**Written problem:** Output every line below, from the one containing "car front bumper -> box" down through the last line, including both of those lines, without any changes.

Items from a data source
* START *

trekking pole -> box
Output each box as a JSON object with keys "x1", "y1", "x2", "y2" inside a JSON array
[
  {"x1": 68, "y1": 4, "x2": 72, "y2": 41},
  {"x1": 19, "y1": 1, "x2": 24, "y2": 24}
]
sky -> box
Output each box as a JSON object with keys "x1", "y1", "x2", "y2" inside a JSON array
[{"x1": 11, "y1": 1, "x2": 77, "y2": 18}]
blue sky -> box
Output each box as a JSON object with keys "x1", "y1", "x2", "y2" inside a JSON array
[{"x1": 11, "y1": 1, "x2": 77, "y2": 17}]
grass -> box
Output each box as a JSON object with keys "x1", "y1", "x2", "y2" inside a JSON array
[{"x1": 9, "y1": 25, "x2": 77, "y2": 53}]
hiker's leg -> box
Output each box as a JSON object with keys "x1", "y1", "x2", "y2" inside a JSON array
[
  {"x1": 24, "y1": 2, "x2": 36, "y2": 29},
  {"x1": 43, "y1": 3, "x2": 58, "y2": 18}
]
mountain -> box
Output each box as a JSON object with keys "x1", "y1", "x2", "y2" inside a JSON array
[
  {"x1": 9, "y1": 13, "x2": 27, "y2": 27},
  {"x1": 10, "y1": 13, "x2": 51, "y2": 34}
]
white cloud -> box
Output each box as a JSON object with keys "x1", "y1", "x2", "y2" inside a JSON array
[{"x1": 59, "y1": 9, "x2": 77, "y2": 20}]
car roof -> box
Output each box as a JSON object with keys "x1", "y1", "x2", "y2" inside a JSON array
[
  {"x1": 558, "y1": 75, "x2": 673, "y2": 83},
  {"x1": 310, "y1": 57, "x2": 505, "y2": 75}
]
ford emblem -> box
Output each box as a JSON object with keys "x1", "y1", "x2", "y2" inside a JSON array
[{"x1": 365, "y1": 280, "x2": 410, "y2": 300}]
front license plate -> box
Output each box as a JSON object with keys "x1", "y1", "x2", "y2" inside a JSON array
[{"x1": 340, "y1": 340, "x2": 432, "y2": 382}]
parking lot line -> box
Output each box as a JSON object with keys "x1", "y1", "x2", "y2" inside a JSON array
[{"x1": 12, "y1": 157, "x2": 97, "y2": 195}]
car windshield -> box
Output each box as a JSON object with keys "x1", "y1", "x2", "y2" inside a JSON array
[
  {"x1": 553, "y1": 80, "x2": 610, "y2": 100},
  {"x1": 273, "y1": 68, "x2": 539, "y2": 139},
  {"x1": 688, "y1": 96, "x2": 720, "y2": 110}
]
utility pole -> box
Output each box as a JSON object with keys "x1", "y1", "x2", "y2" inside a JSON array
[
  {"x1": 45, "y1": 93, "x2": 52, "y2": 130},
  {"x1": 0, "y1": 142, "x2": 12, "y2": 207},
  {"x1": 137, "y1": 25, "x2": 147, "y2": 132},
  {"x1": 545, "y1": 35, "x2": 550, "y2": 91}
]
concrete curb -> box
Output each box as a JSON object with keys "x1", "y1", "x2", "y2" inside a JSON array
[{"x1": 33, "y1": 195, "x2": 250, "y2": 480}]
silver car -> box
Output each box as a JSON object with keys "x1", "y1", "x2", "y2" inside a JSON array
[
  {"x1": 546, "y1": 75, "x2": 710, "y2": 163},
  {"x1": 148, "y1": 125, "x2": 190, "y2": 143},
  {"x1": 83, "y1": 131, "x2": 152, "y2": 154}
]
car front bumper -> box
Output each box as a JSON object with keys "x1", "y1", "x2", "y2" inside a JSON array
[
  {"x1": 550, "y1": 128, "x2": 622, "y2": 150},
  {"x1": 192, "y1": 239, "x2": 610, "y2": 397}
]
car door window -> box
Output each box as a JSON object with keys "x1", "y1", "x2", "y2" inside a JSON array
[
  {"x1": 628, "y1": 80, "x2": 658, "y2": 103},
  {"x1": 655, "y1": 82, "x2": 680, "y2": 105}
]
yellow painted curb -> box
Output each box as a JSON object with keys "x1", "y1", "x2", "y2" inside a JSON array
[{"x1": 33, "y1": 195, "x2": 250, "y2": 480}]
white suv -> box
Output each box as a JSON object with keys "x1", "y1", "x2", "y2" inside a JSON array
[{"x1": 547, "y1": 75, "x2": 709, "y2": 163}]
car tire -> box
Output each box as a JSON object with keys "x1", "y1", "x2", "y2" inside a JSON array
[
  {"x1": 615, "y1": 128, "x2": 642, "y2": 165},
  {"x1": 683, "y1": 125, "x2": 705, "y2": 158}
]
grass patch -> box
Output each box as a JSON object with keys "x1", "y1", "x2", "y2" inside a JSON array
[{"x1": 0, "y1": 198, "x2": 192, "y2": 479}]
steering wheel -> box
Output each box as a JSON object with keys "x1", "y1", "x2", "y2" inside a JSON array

* END *

**Result below:**
car front bumper -> box
Output each box as a JSON object with keys "x1", "y1", "x2", "y2" inside a JSON array
[
  {"x1": 550, "y1": 128, "x2": 622, "y2": 150},
  {"x1": 192, "y1": 239, "x2": 610, "y2": 397}
]
car door window -> box
Output each box as a JSON object with keys "x1", "y1", "x2", "y2" inside a JSON array
[
  {"x1": 628, "y1": 80, "x2": 658, "y2": 103},
  {"x1": 655, "y1": 82, "x2": 680, "y2": 105}
]
yellow painted curb -> box
Output each box as a JSON object with keys "x1", "y1", "x2", "y2" inside a JSON array
[{"x1": 33, "y1": 195, "x2": 250, "y2": 480}]
white suv -> box
Output each box as a JSON object with keys "x1", "y1", "x2", "y2" inside a JSON array
[{"x1": 547, "y1": 75, "x2": 709, "y2": 163}]
car tire -> box
Output each box as a JSON object with keys "x1", "y1", "x2", "y2" inside a JSON array
[
  {"x1": 615, "y1": 128, "x2": 642, "y2": 165},
  {"x1": 683, "y1": 125, "x2": 705, "y2": 158}
]
grass patch -> box
Output each box as a JSON object with keys "x1", "y1", "x2", "y2" inside a JSON array
[{"x1": 0, "y1": 198, "x2": 192, "y2": 479}]
steering wheel -> box
Output each box as a JSON object with keys "x1", "y1", "x2", "y2" inside a JSON array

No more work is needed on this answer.